- Nearly 88% of participating residents voted against metallic mining in a municipal referendum in Asunción Mita, in southeastern Guatemala.
- Locals fear the Cerro Blanco gold mining project would pollute soil and water sources, affecting the health of residents and crops.
- There is also strong opposition in nearby El Salvador to the mine as it is located near a tributary of the Lempa River that provides water for millions of Salvadorans.
- Cerro Blanco owner Bluestone Resources, the Guatemalan Ministry of Energy and Mines and a local pro-mining group contest the legality of the referendum.
ASUNCIÓN MITA, Guatemala – Cecilia López and Luz Elena González were in good spirits as they left, walking beneath blue and white plastic streamers strung across the school property in the community of Tiucal. The 24-year-old friends had just voted in a referendum on mining in the municipality of Asunción Mita, home to more than 50,000 people in southeastern Guatemala.
“This is something that affects everyone,” López told Mongabay, explaining that residents in their farming village are worried mining could pollute the water and soil, affecting onion, maize, bean and other crops.
“They say it is development, but the land is where our food comes from,” said González, a middle school teacher. “We hope the votes are no to mining.”
The vast majority of participating voters rejected metallic mining projects in the referendum held on September 18 in Asunción Mita. Residents are concerned about the impacts a Canadian-owned gold mining project would have on local water sources and a major river downstream in nearby El Salvador. Following the vote, however, the mining company, Guatemalan Ministry of Energy and Mines and industry groups have all contested the legality of the referendum.
Casting their ballots at the same six polling stations used in general elections, 87.98% of participating registered voters in Asunción Mita rejected mining.
Of the 8,503 participants, 7,481 residents voted against mining, 904 residents voted for it, and the remaining 118 ballots were spoiled or blank. Nearly 28% of just over 30,000 registered voters took part in the referendum, surpassing the 20-percent mark required for the results to be binding for the municipal government.
The ballots asked whether voters agreed with the installation and operation of metallic mining projects that impact natural resources and the environment in the municipality. However, this is not just a hypothetical question in Asunción Mita. A Canadian mining company was granted an exploration licence in the area 25 years ago, and another is now seeking to bring the Cerro Blanco gold mine into production.
Read more: Indigenous community takes Guatemalan land rights fight to international court
Voting with families in mind
Bluestone Resources acquired the Cerro Blanco project in 2017, a decade after the Guatemalan government issued an environmental permit and exploitation license for the project. Bluestone is one of eleven Lundin Group companies involved in mining, oil and gas around the world. The plan for Cerro Blanco had been for an underground mine, but last year Bluestone announced its new plan for an open pit mine and applied to have the environmental permit amended to reflect the shift. The application is still pending. Bluestone anticipates the mine would produce 73.7 million grams (2.6 million ounces) of gold over 14 years.

□ □ □ □ □

* INSTRUCTIONS
1. Please retype the part of the article on the Asunción Mita mining referendum that opens with the words containing "- There is also" and closes with "people in southeastern Guatemala.".
2. According to the article on the Asunción Mita mining referendum, how many residents voted against mining?
3. Carry on writing the article on the Asunción Mita mining referendum from the point where it stops.
The lines after the article on the Asunción Mita mining referendum come from a separate source.

* DATA EXCERPT
□ □ □ □ □

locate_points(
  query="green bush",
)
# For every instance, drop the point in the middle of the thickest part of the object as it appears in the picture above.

□ □ □ □ □

* ANSWERS PROVIDED
1.
- There is also strong opposition in nearby El Salvador to the mine as it is located near a tributary of the Lempa River that provides water for millions of Salvadorans.
- Cerro Blanco owner Bluestone Resources, the Guatemalan Ministry of Energy and Mines and a local pro-mining group contest the legality of the referendum.
ASUNCIÓN MITA, Guatemala – Cecilia López and Luz Elena González were in good spirits as they left, walking beneath blue and white plastic streamers strung across the school property in the community of Tiucal. The 24-year-old friends had just voted in a referendum on mining in the municipality of Asunción Mita, home to more than 50,000 people in southeastern Guatemala.

2. 7,481 residents voted against mining.

3.
Ariel Marín, a 39-year-old mechanic, hopes the company’s plans are realized. He is a member of the Asunción Mita Avanza Pro-Mining Industry Association, a local group in favor of the Cerro Blanco project. The mine would bring much-needed employment opportunities, according to Marín. Bluestone has estimated mine operations would provide jobs for 400 to 500 employees and contractors following a peak of 1,100 employees and contractors during construction.
“We are in favor of development,” Marín told Mongabay in the corridor of a school in town, where he and other Asunción Mita Avanza association members were participating as observers and scrutineers in the referendum. “We all need to support our families,” he said.
Abrahán Estrada also had his family on his mind on the day of the referendum. He was one of the first people to vote, casting his ballot against mining in a classroom with student artwork on the walls. A 68-year-old father of ten and grandfather of many, Estrada worries the mine would have serious health impacts on future generations.
“It will destroy everything and that is the legacy we would be leaving our grandchildren. Maybe we will not see it but our grandchildren would suffer,” Estrada told Mongabay.
The Cerro Blanco mining project is only roughly 6 kilometers (3.7 miles) from the town of Asunción Mita and a few villages are even closer. Heavy water use, tailings and potential for long-term acid mine drainage are all serious concerns for many residents.
Water pollution is also a concern across the border in El Salvador, just 21 kilometers (13 miles) away downstream. The Ostúa River runs south through the municipality of Asunción Mita and drains into the cross-border Lake Güija, a Ramsar wetlands site, which in turn feeds into the Lempa River that provides water for some four million Salvadorans.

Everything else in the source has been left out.